BACAAN YANG DIBERIKAN -
Petani miskin itu sudah sejak zaman kolonial. Berlanjut ke masa pemerintahan Soekarno, ditandai ikon "marhaen". Lanjut ke masa pemerintahan Soeharto sampai Jokowi sekarang. Selamanya jadi komoditas politik masiman.
Jumlah penduduk miskin memang cenderung menurun. Tapi tahun ini, karena terdampak pandemi Covid-19, jumlahnya diprediksi akan meningkat lagi.
Gejala Involusi Pertanian
Rekan SA mengidentifikasi tiga penyebab kemiskinan petani padi Manggarai.
Pertama, faktor penggunaan berlebih pupuk kimia yang menyebabkan tanah rusak sehingga produktivitasnya turun. Kedua, faktor serangan hama dan prnyakit yang tak terkendali. Dan ketiga, ketakpastian iklim, kekeringan dan kebanjiran parah.
Tiga faktor itu sebenarnya cekaman biotik dan abiotik bisa diatasi dengan inovasi teknologi budidaya padi. Tapi entah kenapa perkembangan teknologi pertanian begitu lamban, atau mungkin stagnan di Manggarai.
Produktivitas padi sawah di Manggarai hanya 4-5 ton GKG/ ha, di bawah rata-rata nasional 5.2 ton GKG/ha. Sebagian areal hanya bisa dipanen sekali setahun. Begitupun, Â Manggarai Raya adalah lumbung beras NTT.

BUTIR TUGAS -
Bisakah Anda mengambil persis bagian teks tentang petani miskin, mulai dari "Tiga faktor itu" terus sampai "lumbung beras NTT."? Materi ini berdiri sendiri dan tidak berkaitan dengan teks tentang petani miskin.

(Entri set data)
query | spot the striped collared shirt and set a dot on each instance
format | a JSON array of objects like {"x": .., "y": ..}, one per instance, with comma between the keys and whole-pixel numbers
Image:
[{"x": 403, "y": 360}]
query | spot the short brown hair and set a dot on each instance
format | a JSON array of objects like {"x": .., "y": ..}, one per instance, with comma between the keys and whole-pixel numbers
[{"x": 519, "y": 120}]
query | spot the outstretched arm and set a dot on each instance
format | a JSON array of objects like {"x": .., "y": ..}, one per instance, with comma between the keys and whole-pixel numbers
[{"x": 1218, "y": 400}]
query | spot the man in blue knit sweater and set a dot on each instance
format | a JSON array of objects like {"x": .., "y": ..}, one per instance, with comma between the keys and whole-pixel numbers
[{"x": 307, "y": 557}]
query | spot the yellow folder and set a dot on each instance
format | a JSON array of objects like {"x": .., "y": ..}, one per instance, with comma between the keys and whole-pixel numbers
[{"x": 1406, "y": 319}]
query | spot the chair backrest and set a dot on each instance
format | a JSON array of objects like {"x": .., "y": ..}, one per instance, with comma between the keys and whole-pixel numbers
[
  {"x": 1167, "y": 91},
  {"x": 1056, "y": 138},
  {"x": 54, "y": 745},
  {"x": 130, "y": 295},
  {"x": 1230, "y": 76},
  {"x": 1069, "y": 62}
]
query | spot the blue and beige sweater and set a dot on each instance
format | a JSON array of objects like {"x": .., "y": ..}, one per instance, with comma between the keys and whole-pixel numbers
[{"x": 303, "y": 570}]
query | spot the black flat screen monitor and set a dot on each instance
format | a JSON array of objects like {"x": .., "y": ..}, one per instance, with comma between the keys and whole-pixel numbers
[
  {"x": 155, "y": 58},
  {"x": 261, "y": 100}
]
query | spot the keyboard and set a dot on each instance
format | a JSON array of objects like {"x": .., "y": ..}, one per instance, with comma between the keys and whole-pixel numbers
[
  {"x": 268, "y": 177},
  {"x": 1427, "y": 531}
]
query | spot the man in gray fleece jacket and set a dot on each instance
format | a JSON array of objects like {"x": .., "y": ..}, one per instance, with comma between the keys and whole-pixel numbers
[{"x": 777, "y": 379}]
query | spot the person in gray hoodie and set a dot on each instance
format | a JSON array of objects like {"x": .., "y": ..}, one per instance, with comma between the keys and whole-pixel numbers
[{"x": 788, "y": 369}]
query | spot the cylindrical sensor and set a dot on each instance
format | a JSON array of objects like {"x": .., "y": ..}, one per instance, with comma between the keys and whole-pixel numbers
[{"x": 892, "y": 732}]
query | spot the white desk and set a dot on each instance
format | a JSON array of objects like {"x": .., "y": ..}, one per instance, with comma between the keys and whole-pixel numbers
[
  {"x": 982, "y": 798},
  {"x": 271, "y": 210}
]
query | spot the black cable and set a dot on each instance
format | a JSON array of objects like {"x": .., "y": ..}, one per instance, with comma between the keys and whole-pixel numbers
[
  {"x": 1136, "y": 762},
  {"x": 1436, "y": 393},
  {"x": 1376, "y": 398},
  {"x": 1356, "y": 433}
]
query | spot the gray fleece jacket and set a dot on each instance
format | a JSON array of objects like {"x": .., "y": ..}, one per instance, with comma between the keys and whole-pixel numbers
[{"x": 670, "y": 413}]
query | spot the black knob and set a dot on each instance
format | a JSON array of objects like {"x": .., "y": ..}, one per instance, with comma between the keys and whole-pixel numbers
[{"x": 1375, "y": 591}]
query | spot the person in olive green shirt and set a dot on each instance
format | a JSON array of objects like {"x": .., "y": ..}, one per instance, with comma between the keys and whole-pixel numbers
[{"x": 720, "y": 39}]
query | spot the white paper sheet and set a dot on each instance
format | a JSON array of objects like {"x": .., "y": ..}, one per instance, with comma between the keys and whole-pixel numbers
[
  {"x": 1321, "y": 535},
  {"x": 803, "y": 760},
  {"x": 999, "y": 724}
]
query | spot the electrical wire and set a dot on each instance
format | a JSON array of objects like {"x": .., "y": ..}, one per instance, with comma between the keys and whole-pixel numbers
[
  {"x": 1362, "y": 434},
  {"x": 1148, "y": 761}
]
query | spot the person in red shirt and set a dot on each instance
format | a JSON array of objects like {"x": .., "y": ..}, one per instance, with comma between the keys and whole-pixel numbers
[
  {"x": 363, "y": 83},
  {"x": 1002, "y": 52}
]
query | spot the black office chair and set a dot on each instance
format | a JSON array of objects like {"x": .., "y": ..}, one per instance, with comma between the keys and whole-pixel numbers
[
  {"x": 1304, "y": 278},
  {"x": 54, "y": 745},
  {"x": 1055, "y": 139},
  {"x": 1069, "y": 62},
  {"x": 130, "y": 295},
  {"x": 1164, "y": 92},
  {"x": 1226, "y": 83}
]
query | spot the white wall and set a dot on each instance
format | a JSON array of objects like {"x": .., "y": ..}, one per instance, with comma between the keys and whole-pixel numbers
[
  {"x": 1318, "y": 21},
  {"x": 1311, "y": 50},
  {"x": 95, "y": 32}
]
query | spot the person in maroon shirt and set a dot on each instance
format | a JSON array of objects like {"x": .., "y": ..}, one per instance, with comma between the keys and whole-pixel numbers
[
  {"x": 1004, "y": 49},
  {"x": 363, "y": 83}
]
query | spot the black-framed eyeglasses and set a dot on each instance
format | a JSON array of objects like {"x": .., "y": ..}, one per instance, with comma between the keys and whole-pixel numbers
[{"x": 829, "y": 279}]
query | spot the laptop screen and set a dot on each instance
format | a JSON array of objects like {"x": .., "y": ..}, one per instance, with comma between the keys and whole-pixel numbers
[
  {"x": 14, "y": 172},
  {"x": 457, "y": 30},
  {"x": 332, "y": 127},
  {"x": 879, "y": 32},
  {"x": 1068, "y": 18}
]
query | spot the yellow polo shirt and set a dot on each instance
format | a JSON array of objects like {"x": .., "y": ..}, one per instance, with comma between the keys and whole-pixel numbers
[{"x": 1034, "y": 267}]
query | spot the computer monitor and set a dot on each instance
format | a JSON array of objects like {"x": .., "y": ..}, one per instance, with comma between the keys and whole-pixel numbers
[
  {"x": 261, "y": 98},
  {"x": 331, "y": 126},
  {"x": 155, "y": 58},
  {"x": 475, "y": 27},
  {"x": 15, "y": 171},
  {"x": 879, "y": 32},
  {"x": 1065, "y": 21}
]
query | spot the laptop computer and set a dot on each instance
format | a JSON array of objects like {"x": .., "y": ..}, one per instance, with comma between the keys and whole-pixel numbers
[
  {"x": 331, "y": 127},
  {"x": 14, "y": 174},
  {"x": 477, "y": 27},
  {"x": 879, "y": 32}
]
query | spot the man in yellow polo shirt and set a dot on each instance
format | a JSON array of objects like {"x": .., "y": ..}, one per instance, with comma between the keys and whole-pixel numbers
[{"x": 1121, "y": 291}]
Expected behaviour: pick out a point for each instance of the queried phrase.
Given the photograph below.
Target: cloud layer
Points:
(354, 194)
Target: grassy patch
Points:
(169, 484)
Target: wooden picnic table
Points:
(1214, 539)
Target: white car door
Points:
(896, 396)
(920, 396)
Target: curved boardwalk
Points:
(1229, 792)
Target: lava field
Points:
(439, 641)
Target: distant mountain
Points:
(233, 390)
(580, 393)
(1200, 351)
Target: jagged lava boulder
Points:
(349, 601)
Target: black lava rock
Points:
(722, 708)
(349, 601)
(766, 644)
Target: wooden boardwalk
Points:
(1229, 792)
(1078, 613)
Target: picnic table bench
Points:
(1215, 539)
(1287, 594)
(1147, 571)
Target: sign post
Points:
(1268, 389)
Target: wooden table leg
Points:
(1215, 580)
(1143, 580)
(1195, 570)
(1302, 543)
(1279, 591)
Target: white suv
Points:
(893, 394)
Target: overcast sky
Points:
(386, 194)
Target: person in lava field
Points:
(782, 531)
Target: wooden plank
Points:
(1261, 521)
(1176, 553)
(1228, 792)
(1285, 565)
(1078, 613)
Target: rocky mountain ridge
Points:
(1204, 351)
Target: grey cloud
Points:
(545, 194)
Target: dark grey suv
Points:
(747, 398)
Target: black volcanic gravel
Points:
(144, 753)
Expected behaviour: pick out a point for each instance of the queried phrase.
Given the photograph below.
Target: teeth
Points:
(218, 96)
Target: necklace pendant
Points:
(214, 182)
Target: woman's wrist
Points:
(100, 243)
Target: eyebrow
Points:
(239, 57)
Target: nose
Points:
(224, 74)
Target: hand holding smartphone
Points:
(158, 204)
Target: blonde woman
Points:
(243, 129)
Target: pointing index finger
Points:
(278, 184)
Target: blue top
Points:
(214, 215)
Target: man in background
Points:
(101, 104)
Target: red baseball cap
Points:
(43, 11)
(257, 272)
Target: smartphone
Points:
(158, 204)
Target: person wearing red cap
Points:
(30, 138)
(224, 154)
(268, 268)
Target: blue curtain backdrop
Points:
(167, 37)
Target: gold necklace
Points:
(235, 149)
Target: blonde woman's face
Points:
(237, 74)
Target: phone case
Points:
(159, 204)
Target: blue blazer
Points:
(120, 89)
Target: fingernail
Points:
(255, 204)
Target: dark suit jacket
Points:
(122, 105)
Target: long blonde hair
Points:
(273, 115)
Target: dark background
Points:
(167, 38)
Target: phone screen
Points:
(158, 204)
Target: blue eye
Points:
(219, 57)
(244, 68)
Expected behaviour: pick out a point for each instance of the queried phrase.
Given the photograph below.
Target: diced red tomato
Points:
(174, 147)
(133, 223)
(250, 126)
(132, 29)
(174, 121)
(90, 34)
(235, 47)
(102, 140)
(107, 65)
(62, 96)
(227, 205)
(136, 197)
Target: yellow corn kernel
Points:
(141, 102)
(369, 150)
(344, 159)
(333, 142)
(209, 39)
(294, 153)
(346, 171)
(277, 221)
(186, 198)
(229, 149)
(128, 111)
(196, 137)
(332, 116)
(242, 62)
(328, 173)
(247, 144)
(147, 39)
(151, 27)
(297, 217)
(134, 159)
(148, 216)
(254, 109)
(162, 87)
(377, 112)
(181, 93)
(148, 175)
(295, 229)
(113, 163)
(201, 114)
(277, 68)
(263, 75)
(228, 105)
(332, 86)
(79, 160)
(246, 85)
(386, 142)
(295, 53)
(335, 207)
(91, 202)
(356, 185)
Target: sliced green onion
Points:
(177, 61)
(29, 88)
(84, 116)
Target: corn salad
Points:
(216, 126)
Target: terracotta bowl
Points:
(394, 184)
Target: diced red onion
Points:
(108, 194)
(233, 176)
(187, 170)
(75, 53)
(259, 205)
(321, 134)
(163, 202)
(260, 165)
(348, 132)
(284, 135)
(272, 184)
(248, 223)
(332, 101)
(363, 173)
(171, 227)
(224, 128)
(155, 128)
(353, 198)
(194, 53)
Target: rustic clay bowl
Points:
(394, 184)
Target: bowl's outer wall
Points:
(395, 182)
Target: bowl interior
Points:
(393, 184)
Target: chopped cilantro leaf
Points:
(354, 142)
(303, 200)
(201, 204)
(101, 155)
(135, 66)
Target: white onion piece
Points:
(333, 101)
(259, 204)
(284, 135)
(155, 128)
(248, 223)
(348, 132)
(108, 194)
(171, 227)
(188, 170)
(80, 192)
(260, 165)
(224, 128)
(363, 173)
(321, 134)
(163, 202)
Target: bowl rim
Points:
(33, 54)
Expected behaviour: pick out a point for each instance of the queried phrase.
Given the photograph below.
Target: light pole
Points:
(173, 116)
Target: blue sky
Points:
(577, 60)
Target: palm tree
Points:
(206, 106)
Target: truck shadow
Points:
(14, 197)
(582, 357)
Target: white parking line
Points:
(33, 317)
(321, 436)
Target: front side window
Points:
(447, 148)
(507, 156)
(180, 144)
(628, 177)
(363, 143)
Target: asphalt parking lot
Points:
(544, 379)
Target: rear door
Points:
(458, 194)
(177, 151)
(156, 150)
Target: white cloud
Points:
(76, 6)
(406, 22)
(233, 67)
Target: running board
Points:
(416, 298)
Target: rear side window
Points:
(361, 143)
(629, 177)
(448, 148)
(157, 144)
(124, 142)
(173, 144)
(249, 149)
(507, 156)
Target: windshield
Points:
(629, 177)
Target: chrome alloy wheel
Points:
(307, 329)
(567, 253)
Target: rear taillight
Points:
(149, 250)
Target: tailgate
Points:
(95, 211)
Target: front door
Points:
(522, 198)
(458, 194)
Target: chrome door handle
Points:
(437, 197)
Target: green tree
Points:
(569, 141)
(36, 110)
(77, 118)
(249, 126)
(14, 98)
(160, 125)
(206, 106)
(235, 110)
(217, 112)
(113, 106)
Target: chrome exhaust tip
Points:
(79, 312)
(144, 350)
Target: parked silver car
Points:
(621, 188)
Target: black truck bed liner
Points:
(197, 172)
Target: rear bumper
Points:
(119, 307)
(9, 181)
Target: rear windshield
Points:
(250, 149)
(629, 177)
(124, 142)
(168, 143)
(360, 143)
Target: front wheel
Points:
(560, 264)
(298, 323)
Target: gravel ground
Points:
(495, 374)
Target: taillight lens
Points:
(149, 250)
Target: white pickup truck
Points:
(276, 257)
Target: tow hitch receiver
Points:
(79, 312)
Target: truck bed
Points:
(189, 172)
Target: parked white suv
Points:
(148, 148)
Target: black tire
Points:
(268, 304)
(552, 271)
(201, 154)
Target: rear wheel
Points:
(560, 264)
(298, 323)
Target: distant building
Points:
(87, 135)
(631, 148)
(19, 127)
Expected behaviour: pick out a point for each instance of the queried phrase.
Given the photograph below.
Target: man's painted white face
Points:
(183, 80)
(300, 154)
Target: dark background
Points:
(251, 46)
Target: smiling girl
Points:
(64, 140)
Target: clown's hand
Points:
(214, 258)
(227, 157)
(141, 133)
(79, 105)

JAWABAN BERIKUT -
Tiga faktor itu sebenarnya cekaman biotik dan abiotik bisa diatasi dengan inovasi teknologi budidaya padi. Tapi entah kenapa perkembangan teknologi pertanian begitu lamban, atau mungkin stagnan di Manggarai.
Produktivitas padi sawah di Manggarai hanya 4-5 ton GKG/ ha, di bawah rata-rata nasional 5.2 ton GKG/ha. Sebagian areal hanya bisa dipanen sekali setahun. Begitupun, Â Manggarai Raya adalah lumbung beras NTT.